* [Instructions to follow] Extract the listing below in full, unchanged.

* Start The data *

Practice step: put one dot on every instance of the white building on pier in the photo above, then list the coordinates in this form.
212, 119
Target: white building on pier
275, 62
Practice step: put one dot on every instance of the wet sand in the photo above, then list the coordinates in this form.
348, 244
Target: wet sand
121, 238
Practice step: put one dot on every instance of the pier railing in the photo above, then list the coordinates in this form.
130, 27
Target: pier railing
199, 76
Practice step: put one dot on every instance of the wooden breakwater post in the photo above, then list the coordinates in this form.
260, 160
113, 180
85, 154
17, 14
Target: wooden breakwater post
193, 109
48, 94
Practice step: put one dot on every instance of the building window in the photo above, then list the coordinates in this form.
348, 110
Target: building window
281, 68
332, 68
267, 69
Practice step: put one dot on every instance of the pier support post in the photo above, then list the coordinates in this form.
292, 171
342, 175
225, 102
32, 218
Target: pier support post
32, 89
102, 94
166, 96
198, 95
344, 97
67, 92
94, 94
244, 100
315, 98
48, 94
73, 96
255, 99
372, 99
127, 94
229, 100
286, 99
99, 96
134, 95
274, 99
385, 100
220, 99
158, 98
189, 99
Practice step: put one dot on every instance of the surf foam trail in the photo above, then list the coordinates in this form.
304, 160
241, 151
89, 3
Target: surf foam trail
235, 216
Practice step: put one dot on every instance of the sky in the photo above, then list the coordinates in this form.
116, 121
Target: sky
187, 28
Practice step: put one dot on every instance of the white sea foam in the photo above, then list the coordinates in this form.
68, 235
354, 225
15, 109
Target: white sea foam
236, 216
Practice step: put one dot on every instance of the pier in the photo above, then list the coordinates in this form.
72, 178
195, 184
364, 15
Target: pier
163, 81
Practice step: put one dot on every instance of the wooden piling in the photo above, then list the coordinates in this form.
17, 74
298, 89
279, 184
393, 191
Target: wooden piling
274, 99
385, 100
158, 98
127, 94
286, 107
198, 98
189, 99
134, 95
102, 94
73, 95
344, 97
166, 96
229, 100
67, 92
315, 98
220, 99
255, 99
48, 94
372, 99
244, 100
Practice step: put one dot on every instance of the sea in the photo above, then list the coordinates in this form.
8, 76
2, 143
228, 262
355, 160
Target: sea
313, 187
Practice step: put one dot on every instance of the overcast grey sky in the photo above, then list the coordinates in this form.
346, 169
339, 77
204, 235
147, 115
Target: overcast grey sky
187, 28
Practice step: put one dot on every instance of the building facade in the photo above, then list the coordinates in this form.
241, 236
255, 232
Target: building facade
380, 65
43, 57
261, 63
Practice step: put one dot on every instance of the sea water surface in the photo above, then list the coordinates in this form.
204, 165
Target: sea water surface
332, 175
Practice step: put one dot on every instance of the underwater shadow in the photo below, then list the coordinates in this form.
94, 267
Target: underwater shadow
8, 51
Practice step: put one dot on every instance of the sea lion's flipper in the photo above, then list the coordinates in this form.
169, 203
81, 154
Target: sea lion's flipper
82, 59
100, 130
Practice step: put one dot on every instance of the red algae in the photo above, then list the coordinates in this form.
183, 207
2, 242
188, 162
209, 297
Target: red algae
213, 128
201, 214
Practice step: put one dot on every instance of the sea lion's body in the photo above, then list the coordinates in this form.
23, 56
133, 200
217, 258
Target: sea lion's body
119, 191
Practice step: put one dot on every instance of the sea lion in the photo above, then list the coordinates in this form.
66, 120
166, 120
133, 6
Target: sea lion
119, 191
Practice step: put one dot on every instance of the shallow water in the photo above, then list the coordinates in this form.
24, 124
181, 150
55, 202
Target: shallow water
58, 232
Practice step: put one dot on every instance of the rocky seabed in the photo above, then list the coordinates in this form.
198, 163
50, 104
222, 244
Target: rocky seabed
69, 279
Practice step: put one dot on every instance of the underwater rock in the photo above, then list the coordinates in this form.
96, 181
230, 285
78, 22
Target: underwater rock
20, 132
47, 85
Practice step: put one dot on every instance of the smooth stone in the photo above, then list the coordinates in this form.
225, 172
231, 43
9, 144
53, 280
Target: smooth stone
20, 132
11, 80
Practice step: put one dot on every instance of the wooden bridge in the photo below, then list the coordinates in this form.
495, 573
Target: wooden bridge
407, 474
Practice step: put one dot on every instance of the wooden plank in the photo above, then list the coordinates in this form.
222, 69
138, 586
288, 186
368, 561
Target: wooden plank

* End The data *

* [Output below]
Practice step: put one dot on every instance of the white building on pier in the photo above, then list the coordinates in this form.
212, 119
Target: white building on pier
275, 62
Practice step: put one dot on every instance of the wet sand in the photo above, then list the coordinates in this form.
348, 244
Target: wet sand
121, 238
Practice step: put one dot on every instance of the pier railing in the photo above, then list the coordinates in this form.
130, 27
Target: pier railing
199, 76
Practice step: put one dot on every instance of the wooden breakwater post in the photo above, then list the coordinates in this form.
260, 160
113, 180
85, 154
17, 14
Target: wooden breakwater post
193, 109
48, 94
Practice step: put one dot on every instance of the building window in the photo above, then list the coordinates in this form.
348, 110
Target: building window
281, 68
332, 68
267, 69
Practice step: put one dot on every instance of the pier support post in the photo above, then list the coordinates in this form.
292, 171
342, 175
225, 102
32, 218
Target: pier support post
32, 89
102, 94
166, 96
198, 95
344, 97
67, 92
94, 94
244, 100
315, 98
48, 94
73, 96
255, 99
372, 99
127, 94
229, 100
286, 99
99, 96
134, 95
274, 99
385, 100
220, 99
158, 98
189, 99
Practice step: put one dot on every instance of the surf foam trail in the photo above, then list the coordinates in this form.
304, 160
241, 151
89, 3
Target: surf foam trail
235, 216
Practice step: put one dot on every instance of the sky in the photo above, then list the coordinates in this form.
116, 121
Target: sky
187, 28
Practice step: put one dot on every instance of the white sea foam in the photo above, then list the coordinates in this form.
68, 235
354, 225
15, 109
Target: white sea foam
236, 216
Practice step: put one dot on every instance of the pier in the photo above, then list the coordinates in this form.
72, 178
195, 184
364, 15
Target: pier
163, 81
Practice step: put one dot on every instance of the wooden piling in the photo above, then list the coordinates in this form.
17, 74
298, 89
279, 184
393, 191
Target: wooden piling
274, 99
385, 100
158, 98
127, 94
286, 107
198, 98
189, 99
134, 95
102, 94
73, 95
344, 97
166, 96
229, 100
67, 92
315, 98
220, 99
255, 99
48, 94
372, 99
244, 100
Practice step: put one dot on every instance of the sea in the photo above, then list the coordinates in this form.
8, 76
2, 143
228, 262
355, 160
Target: sea
313, 187
Practice step: put one dot on every instance of the overcast grey sky in the photo above, then list the coordinates in this form.
346, 169
339, 77
204, 235
147, 115
Target: overcast grey sky
187, 28
Practice step: put one dot on every instance of the building facade in the photo above, then list the coordinates in this form.
241, 236
255, 232
Target: building facade
380, 65
43, 57
261, 63
Practice step: put one dot on every instance of the sea water surface in the photo above, then list the coordinates in this form.
204, 165
Target: sea water surface
332, 175
Practice step: put one dot on every instance of the underwater shadow in the photo below, then list the coordinates in this form.
94, 267
Target: underwater shadow
8, 51
Practice step: put one dot on every instance of the sea lion's flipper in the photo above, then list the coordinates in this form.
169, 203
81, 154
Target: sea lion's flipper
82, 59
100, 130
Practice step: put one dot on every instance of the red algae in the photo above, then list the coordinates in this form.
183, 207
2, 242
188, 162
209, 297
Target: red algae
213, 128
201, 214
Practice step: put one dot on every instance of the sea lion's body in the photo above, then list the coordinates in this form.
23, 56
133, 200
217, 258
Target: sea lion's body
119, 191
Practice step: put one dot on every instance of the sea lion in the photo above, then list the coordinates in this form.
66, 120
166, 120
133, 6
Target: sea lion
119, 191
Practice step: put one dot on every instance of the shallow water in the photo above, then list the coordinates in this form.
24, 124
181, 150
55, 202
Target: shallow water
58, 232
Practice step: put one dot on every instance of the rocky seabed in the photo above, then list the coordinates in this form.
198, 163
50, 104
222, 244
Target: rocky seabed
69, 279
Practice step: put one dot on every instance of the underwater rock in the photo above, then list the coordinates in this form.
96, 181
230, 285
78, 22
Target: underwater rock
20, 132
47, 85
Practice step: put one dot on every instance of the smooth stone in the photo above, then list the coordinates in this form.
225, 172
231, 43
9, 144
53, 280
Target: smooth stone
20, 132
11, 80
Practice step: put one dot on every instance of the wooden bridge in the photo below, then list the coordinates in this form.
495, 573
Target: wooden bridge
407, 474
Practice step: put one dot on every instance of the wooden plank in the photo above, then list the coordinates in this form.
222, 69
138, 586
288, 186
368, 561
Target: wooden plank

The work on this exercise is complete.